Short exercise: Write out the material below exactly, beginning at the line that contains "For the mapping pass, tag each instance of the hooded" and ending with its last line, both ends included; write nothing else.

===== The data

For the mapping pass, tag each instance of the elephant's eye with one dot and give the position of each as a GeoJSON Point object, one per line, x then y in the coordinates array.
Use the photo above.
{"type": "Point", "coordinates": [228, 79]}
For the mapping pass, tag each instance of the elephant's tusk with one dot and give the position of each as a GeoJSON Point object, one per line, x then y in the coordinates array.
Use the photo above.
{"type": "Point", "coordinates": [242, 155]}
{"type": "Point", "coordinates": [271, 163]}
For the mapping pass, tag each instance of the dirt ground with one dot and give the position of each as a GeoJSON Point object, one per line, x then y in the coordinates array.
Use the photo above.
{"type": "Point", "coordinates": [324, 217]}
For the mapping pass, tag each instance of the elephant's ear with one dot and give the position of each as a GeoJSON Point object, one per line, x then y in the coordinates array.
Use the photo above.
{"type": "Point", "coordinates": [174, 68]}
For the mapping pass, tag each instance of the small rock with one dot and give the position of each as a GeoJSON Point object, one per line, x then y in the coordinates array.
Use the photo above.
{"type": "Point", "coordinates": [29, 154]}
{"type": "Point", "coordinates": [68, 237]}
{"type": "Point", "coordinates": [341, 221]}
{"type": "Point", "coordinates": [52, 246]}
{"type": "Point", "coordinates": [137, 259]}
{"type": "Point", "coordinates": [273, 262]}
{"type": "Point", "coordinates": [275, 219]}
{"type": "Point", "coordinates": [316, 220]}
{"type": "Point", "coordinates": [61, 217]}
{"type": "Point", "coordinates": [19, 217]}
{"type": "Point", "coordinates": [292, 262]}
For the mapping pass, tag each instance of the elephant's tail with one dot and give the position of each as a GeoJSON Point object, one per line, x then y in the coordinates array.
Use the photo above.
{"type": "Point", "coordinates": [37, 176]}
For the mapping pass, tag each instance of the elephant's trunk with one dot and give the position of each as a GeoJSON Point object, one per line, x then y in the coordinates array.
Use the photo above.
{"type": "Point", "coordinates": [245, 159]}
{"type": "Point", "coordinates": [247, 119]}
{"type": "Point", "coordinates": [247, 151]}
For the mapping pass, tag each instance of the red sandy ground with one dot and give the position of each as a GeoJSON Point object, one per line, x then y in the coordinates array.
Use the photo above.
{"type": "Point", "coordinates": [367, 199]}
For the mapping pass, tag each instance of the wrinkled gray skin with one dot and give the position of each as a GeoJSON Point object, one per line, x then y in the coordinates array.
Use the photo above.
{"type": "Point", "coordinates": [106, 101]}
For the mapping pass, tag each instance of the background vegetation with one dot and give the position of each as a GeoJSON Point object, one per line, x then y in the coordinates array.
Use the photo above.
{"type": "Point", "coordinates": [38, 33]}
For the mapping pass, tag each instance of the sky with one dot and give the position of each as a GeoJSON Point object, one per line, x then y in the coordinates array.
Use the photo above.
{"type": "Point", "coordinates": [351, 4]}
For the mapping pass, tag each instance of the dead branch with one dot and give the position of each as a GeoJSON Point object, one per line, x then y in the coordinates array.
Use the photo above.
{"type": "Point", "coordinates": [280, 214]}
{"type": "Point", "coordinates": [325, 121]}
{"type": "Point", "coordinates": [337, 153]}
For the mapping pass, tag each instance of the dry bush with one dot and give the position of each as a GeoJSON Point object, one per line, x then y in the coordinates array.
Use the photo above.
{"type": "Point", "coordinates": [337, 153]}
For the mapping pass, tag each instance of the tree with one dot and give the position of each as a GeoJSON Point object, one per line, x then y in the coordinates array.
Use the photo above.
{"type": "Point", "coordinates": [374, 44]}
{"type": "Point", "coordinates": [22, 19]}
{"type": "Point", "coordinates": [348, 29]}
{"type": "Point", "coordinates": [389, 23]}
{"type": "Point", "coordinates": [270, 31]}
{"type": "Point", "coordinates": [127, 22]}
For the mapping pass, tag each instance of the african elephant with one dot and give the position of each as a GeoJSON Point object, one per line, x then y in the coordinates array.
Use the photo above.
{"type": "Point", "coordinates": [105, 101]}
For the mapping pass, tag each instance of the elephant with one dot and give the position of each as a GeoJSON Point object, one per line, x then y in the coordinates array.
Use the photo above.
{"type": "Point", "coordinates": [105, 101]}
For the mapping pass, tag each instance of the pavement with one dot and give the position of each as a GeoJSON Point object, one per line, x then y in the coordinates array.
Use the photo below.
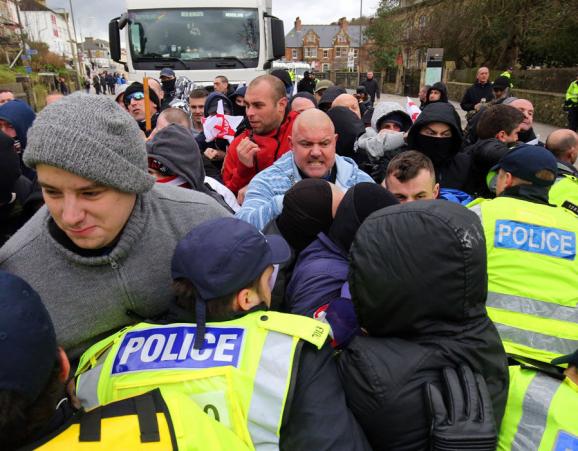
{"type": "Point", "coordinates": [542, 130]}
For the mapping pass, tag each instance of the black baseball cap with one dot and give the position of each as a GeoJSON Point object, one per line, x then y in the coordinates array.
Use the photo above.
{"type": "Point", "coordinates": [525, 161]}
{"type": "Point", "coordinates": [28, 346]}
{"type": "Point", "coordinates": [222, 256]}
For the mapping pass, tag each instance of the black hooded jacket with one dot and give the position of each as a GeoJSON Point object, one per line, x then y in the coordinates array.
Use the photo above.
{"type": "Point", "coordinates": [452, 166]}
{"type": "Point", "coordinates": [418, 281]}
{"type": "Point", "coordinates": [348, 128]}
{"type": "Point", "coordinates": [175, 147]}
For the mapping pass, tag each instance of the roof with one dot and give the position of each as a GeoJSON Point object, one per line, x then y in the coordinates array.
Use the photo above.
{"type": "Point", "coordinates": [32, 5]}
{"type": "Point", "coordinates": [326, 34]}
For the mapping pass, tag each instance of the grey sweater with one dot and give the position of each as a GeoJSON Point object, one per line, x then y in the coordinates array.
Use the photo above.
{"type": "Point", "coordinates": [88, 298]}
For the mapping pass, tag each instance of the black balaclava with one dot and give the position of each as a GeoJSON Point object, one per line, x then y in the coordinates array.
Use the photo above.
{"type": "Point", "coordinates": [307, 211]}
{"type": "Point", "coordinates": [358, 203]}
{"type": "Point", "coordinates": [9, 168]}
{"type": "Point", "coordinates": [439, 150]}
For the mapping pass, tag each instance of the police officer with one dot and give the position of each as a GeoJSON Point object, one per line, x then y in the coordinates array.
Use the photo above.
{"type": "Point", "coordinates": [563, 144]}
{"type": "Point", "coordinates": [532, 264]}
{"type": "Point", "coordinates": [571, 105]}
{"type": "Point", "coordinates": [268, 377]}
{"type": "Point", "coordinates": [35, 415]}
{"type": "Point", "coordinates": [541, 408]}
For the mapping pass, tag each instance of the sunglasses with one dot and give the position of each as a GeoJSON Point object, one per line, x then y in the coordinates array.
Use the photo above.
{"type": "Point", "coordinates": [134, 95]}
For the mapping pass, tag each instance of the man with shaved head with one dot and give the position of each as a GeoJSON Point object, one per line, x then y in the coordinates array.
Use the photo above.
{"type": "Point", "coordinates": [563, 144]}
{"type": "Point", "coordinates": [479, 93]}
{"type": "Point", "coordinates": [348, 101]}
{"type": "Point", "coordinates": [313, 155]}
{"type": "Point", "coordinates": [266, 138]}
{"type": "Point", "coordinates": [526, 133]}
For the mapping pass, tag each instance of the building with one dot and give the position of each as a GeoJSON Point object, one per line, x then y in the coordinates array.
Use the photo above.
{"type": "Point", "coordinates": [54, 28]}
{"type": "Point", "coordinates": [9, 31]}
{"type": "Point", "coordinates": [338, 47]}
{"type": "Point", "coordinates": [96, 53]}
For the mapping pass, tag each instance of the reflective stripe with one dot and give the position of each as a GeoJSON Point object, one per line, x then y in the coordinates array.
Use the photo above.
{"type": "Point", "coordinates": [535, 340]}
{"type": "Point", "coordinates": [535, 408]}
{"type": "Point", "coordinates": [546, 310]}
{"type": "Point", "coordinates": [269, 389]}
{"type": "Point", "coordinates": [87, 388]}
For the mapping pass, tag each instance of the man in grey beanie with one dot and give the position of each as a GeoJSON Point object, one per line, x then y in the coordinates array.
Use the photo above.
{"type": "Point", "coordinates": [99, 252]}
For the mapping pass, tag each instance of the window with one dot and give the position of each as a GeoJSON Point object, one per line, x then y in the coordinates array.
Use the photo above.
{"type": "Point", "coordinates": [422, 21]}
{"type": "Point", "coordinates": [310, 52]}
{"type": "Point", "coordinates": [341, 52]}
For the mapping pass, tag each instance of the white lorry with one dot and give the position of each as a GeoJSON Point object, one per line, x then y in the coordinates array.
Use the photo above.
{"type": "Point", "coordinates": [199, 40]}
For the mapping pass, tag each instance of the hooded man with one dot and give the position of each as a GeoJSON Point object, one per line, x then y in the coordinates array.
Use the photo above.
{"type": "Point", "coordinates": [174, 158]}
{"type": "Point", "coordinates": [437, 134]}
{"type": "Point", "coordinates": [348, 127]}
{"type": "Point", "coordinates": [438, 92]}
{"type": "Point", "coordinates": [168, 82]}
{"type": "Point", "coordinates": [214, 152]}
{"type": "Point", "coordinates": [16, 117]}
{"type": "Point", "coordinates": [421, 311]}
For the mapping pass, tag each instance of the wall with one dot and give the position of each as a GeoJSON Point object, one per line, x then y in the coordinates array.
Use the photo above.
{"type": "Point", "coordinates": [547, 105]}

==========

Solved problem:
For the mapping pass, tag each instance of the hooded man with one dot and give the position of each as a GeoJSON Point object, one per line, x then y in the coordinates array.
Use the photo above.
{"type": "Point", "coordinates": [174, 158]}
{"type": "Point", "coordinates": [437, 134]}
{"type": "Point", "coordinates": [348, 127]}
{"type": "Point", "coordinates": [438, 92]}
{"type": "Point", "coordinates": [168, 82]}
{"type": "Point", "coordinates": [214, 152]}
{"type": "Point", "coordinates": [16, 117]}
{"type": "Point", "coordinates": [421, 311]}
For the mapping pass, tag each instance of the wall with one dot and give the position of each as a GeoJSON Point object, one per line, x then y in the coordinates array.
Use the photo above.
{"type": "Point", "coordinates": [547, 105]}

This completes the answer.